***** EXTRACT PROVIDED

Postby Teemu Pudas » 06 Nov 2008, 21:11

H.G.Muller wrote:I could find no way to cast it in a structured form; I could only do it by a number of conditional backward gotos.


I hide it behind a bunch of macros:

Code: Select all
enum { RETURN, NEW_NODE };

#define be_recursive() \
   switch (state) { \
   case NEW_NODE
#define end_recursion() \
   default:assert(false); return best; }

#define return(foo) return best = foo, RETURN
#define recurse() return(best), NEW_NODE

#define search(depth,alpha,beta) do { \
   next->init(NEW_NODE,depth,alpha,beta); \
   state = __LINE__; \
   recurse(); \
   case __LINE__:; } while (0)


inline int Node::do_search() {
   
// any variable not declared inside this function is a member of Node
   
Node *const next = this + 1;

be_recursive(): // Please.

**********
***** MATERIAL SUPPLIED

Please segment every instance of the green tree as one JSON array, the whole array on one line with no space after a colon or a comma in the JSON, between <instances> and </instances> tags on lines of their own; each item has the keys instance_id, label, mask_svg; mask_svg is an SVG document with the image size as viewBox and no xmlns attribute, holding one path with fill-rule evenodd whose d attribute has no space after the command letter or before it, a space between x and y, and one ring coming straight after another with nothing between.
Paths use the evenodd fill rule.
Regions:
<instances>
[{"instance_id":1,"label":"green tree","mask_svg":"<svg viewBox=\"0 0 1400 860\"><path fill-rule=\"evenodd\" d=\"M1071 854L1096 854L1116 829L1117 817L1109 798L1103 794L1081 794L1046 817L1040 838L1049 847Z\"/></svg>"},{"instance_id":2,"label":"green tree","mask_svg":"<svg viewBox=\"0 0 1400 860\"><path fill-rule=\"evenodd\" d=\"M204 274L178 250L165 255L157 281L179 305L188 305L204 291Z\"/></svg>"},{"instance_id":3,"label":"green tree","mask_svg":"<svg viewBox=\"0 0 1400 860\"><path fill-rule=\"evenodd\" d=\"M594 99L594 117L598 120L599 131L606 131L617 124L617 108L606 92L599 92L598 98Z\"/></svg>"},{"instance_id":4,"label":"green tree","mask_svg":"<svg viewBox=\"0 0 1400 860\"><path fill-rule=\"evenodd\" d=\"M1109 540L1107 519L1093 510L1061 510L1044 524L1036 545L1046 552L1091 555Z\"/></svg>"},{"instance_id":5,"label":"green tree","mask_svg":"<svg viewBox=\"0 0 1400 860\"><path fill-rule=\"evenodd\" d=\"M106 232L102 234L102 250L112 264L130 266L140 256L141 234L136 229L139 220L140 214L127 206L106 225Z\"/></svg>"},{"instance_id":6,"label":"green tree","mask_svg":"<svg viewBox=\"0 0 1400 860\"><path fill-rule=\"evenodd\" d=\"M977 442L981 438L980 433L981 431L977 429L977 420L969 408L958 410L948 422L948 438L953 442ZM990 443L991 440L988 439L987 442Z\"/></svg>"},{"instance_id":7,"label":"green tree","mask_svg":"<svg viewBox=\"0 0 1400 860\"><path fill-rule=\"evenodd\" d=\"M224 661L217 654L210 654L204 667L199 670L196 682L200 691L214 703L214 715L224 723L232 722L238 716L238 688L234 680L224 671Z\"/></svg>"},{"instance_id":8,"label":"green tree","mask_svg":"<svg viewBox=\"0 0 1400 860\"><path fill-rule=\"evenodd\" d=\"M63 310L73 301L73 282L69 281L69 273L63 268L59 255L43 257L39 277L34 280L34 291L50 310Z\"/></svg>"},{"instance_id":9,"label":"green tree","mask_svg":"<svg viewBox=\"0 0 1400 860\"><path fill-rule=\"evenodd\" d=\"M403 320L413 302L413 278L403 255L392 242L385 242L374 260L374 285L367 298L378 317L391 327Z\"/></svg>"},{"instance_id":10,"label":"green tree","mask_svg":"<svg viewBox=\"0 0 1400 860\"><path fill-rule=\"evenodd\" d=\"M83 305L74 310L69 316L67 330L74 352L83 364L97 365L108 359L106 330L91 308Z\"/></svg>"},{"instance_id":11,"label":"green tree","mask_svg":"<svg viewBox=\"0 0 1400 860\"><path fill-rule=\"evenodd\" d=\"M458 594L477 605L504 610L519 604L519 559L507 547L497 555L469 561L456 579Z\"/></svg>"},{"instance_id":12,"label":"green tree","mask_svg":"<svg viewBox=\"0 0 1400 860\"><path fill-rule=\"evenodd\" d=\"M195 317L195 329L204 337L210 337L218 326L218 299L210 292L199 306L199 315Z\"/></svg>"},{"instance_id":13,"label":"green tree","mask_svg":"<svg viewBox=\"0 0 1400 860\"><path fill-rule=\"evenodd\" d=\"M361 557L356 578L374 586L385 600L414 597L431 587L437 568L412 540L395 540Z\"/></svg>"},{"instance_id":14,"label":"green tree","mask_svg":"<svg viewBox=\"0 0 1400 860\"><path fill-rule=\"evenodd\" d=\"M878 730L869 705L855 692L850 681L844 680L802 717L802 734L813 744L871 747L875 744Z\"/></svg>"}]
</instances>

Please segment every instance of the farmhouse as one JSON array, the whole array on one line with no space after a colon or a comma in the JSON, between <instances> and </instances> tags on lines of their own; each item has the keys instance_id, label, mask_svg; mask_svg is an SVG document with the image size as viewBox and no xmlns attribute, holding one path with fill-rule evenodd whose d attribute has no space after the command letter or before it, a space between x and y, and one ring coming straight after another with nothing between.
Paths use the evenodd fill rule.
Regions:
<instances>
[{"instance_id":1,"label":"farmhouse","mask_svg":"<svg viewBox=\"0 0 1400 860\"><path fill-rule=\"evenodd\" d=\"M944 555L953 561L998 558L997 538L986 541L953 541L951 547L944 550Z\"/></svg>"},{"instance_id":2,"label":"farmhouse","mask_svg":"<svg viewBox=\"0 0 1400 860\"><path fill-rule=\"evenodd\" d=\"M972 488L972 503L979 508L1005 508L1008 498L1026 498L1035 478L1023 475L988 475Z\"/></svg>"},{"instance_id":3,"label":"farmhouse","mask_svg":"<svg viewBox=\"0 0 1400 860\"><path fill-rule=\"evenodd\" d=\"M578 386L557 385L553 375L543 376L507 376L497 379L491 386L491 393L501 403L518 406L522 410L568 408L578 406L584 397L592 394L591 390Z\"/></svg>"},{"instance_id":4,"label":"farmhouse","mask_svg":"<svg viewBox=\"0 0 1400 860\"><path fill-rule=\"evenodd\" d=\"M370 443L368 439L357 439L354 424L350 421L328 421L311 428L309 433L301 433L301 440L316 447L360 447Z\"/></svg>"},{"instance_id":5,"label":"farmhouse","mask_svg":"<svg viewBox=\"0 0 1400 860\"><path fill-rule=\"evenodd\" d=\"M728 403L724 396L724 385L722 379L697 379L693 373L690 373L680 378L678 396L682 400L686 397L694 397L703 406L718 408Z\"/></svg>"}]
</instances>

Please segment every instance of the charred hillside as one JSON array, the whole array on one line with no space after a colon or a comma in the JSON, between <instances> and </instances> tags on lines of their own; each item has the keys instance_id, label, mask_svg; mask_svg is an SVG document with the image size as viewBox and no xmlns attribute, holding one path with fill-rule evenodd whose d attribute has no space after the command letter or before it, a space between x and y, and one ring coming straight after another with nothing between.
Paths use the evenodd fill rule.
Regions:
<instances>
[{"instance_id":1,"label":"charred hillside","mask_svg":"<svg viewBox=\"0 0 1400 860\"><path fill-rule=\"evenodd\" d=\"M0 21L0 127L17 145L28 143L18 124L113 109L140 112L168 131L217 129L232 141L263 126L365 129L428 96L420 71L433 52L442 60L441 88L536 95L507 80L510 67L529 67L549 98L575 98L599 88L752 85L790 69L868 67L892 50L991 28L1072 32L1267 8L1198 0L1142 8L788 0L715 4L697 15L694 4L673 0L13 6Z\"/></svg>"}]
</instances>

**********

INSTRUCTIONS:
• A. Translate this sentence from the forum post on recursive search into Spanish: "I hide it behind a bunch of macros:"
• B. Please pick up the forum post on recursive search from where it stops.
You won't need the listing for any of this.

PER-TASK OUTPUTS:
• A. Lo escondo detrás de un montón de macros:

• B.
   gen_moves(list);
   if (list.empty()) return(in_check?MATE_IN_ONE:DRAW);

   while (move = list.next()) {
      make(move);
      search(depth-1,-beta,-alpha);
      unmake();
      if (ret_val > best) {
         best = ret_val;
         if (best >= beta) return(best);
      }
   }
   return(best);
     
end_recursion();
}

int drive_search(int depth, int alpha, int beta) { // called from root_search()
   Node stack[MaxPly];
   Node *node = &stack[1]; // stack[0] would be root
   node->init(NEW_NODE,depth,alpha,beta);
   while (true) {
      switch (node->do_search()) {
      case RETURN:
         node--;
         node->ret_val = -node[1].best;
         if (node == stack) return node->ret_val;
         break;
      case NEW_NODE:
         node++;
      }
   }
}

Harald Lüßen wrote:You can use a global array[], a vector<> or stack accessed by any ply
AND have a local view to the current data inside a recursive search().
This is a very simple and obvious implementation. You have confused me.

I think most of us do it for the DTS parallel search, which would be impossible (or *very* ugly) with a recursive search function.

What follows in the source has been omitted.